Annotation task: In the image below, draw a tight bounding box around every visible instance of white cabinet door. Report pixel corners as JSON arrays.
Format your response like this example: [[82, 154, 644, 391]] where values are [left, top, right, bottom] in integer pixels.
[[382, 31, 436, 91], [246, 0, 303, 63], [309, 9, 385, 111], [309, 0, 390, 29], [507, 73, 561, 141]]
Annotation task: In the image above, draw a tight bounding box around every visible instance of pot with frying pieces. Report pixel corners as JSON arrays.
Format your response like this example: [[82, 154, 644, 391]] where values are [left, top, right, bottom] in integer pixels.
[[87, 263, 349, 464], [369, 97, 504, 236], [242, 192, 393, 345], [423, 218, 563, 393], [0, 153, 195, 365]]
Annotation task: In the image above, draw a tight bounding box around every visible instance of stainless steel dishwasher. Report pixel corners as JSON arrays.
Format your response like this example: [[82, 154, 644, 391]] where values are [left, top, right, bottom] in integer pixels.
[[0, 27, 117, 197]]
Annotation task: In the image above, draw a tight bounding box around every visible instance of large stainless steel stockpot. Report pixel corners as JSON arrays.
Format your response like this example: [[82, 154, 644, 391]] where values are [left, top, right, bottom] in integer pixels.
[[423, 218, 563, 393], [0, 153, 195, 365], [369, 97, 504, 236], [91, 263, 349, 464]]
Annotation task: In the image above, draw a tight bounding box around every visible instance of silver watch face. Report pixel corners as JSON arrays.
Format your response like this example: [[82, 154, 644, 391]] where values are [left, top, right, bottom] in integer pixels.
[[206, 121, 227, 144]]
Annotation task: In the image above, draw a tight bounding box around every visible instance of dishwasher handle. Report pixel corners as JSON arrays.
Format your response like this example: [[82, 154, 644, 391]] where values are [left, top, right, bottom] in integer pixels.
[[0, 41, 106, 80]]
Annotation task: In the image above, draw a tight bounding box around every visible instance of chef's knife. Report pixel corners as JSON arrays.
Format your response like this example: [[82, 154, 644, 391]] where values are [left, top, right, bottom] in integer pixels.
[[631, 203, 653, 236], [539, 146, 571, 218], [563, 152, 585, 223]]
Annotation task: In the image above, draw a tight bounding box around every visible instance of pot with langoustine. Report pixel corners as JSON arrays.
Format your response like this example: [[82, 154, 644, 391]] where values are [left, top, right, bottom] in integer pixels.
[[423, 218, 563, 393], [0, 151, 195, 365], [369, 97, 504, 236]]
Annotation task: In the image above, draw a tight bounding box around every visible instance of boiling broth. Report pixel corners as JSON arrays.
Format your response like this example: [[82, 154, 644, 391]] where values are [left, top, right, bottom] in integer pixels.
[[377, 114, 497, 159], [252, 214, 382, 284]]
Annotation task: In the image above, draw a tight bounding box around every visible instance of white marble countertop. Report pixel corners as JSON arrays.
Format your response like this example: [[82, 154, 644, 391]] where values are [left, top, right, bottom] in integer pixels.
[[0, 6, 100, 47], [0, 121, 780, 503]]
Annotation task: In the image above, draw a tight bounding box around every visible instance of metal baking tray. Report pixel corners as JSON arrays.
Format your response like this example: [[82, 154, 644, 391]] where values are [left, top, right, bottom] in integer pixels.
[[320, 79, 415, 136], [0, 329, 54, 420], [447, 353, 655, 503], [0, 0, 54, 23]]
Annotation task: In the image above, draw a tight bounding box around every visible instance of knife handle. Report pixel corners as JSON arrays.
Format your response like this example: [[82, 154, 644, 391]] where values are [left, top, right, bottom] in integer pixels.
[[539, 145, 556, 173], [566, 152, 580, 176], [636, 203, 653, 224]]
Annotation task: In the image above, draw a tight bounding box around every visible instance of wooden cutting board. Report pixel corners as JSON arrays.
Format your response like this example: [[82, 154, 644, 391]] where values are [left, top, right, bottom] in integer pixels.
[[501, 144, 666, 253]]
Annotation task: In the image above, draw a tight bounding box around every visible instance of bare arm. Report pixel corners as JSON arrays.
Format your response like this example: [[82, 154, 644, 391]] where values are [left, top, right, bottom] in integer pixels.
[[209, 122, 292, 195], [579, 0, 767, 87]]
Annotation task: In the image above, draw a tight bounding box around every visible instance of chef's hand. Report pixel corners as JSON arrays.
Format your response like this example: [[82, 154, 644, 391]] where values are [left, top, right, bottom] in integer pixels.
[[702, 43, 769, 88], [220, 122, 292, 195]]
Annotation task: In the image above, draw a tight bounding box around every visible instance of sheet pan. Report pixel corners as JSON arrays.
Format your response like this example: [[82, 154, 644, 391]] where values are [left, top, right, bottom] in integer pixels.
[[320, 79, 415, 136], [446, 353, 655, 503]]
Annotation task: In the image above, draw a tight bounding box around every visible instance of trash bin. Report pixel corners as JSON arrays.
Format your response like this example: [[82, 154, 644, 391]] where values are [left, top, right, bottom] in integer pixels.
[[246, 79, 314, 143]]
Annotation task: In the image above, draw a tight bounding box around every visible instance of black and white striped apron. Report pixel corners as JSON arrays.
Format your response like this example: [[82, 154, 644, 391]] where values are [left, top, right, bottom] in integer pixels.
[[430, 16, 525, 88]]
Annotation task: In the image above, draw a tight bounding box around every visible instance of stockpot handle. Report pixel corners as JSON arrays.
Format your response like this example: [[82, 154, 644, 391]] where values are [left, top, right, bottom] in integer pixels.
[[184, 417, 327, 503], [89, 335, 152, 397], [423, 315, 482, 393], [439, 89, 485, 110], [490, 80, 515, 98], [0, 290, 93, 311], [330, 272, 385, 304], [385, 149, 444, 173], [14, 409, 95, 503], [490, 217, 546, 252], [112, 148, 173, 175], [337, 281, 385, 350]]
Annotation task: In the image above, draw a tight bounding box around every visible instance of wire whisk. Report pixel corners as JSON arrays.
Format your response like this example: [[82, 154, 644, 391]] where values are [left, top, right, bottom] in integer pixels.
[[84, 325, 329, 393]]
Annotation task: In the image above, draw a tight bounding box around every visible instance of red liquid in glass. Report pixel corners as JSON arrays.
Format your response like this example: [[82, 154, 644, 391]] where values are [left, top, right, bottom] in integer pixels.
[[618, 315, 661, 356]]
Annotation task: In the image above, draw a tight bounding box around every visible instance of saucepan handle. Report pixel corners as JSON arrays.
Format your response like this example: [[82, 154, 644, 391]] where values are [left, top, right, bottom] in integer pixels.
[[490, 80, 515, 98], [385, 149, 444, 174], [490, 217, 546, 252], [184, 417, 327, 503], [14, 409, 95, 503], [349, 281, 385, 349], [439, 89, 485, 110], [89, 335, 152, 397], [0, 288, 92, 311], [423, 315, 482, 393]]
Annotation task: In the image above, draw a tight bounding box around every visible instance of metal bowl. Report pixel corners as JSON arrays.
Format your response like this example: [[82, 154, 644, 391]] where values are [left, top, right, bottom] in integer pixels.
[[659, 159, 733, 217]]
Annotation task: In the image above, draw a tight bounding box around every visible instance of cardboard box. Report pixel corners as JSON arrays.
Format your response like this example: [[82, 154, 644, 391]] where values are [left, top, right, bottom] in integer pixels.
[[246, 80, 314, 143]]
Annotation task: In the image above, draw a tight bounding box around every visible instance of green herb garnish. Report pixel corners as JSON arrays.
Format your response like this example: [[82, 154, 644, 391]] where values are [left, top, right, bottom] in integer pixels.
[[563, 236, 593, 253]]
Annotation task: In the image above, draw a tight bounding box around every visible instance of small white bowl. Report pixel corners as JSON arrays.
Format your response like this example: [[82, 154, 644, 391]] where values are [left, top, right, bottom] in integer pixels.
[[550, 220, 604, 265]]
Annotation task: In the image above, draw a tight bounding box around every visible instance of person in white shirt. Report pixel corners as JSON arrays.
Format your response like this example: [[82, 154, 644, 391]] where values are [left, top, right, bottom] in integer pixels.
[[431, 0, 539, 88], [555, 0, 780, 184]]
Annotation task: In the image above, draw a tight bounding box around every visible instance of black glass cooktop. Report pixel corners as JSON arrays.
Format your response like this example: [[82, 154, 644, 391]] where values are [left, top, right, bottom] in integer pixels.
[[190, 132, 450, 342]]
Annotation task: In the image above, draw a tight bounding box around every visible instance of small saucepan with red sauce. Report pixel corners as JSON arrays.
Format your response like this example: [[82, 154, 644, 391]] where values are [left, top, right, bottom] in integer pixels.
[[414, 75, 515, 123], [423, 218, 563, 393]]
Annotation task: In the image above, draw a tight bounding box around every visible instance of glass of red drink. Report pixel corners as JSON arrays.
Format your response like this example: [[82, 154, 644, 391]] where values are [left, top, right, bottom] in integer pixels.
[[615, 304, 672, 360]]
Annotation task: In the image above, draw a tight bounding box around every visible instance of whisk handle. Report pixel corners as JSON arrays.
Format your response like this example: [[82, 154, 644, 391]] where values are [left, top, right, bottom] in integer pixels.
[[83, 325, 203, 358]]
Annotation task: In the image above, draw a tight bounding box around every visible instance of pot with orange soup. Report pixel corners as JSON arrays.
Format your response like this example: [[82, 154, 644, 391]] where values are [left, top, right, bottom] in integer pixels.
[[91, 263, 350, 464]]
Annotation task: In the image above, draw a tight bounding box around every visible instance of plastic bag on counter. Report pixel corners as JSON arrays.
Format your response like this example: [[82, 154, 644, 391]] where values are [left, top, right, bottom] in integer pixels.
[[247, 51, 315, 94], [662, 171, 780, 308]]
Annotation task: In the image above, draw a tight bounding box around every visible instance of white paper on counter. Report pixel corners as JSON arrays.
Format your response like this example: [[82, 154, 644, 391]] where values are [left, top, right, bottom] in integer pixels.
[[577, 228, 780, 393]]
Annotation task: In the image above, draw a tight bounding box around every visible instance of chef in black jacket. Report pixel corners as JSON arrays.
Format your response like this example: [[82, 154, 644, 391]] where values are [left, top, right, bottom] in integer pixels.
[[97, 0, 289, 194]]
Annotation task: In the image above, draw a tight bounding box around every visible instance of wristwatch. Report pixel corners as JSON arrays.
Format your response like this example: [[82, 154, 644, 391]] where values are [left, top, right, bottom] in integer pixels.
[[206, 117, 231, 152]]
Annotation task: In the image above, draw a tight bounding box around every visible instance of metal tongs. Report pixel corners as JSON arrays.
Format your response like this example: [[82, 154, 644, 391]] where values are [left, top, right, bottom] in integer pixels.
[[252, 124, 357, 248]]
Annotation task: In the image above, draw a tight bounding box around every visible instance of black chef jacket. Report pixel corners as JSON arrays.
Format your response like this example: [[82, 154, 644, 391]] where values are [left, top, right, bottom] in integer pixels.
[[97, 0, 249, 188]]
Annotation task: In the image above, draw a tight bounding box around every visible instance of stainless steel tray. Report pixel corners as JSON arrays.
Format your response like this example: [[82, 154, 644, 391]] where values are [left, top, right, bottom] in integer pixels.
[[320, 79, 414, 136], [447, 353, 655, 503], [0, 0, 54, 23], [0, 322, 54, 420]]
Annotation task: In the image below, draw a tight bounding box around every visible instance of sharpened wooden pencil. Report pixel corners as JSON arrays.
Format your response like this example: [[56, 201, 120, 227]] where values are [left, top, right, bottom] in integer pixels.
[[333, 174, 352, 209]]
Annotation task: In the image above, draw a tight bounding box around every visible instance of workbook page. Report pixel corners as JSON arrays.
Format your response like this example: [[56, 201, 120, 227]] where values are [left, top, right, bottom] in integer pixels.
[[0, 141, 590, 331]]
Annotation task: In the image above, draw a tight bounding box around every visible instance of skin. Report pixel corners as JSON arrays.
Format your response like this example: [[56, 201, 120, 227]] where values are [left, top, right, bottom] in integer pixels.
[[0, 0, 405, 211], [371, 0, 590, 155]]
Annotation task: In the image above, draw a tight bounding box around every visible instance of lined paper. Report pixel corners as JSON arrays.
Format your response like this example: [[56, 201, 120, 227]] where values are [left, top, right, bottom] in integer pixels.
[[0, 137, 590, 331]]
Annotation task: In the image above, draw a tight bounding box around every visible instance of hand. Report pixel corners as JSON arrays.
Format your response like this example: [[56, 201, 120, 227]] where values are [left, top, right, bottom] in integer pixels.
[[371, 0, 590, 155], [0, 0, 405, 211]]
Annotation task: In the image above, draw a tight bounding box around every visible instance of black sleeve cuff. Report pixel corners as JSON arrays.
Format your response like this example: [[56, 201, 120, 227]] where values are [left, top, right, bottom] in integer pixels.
::::::
:: Your goal ::
Write out the data above verbatim, beginning with the line that contains "whisk. Report pixel corners as JSON arrays." and continuing through the line that contains "[[618, 315, 661, 356]]", both included.

:: Answer to this task ::
Annotation task: In the image above, draw a tight bounding box around every visible instance of wire whisk. Report pixel corners as JSON arrays.
Format your response like this example: [[82, 154, 644, 391]] where values are [left, top, right, bottom] in integer pixels.
[[84, 325, 329, 393]]
Annotation task: In the image above, draw a tight bounding box around every visible instance of red liquid in glass. Report pixel corners as JSON arrays.
Format your response like this example: [[82, 154, 644, 391]] where values are [left, top, right, bottom] in integer pixels.
[[618, 315, 661, 356]]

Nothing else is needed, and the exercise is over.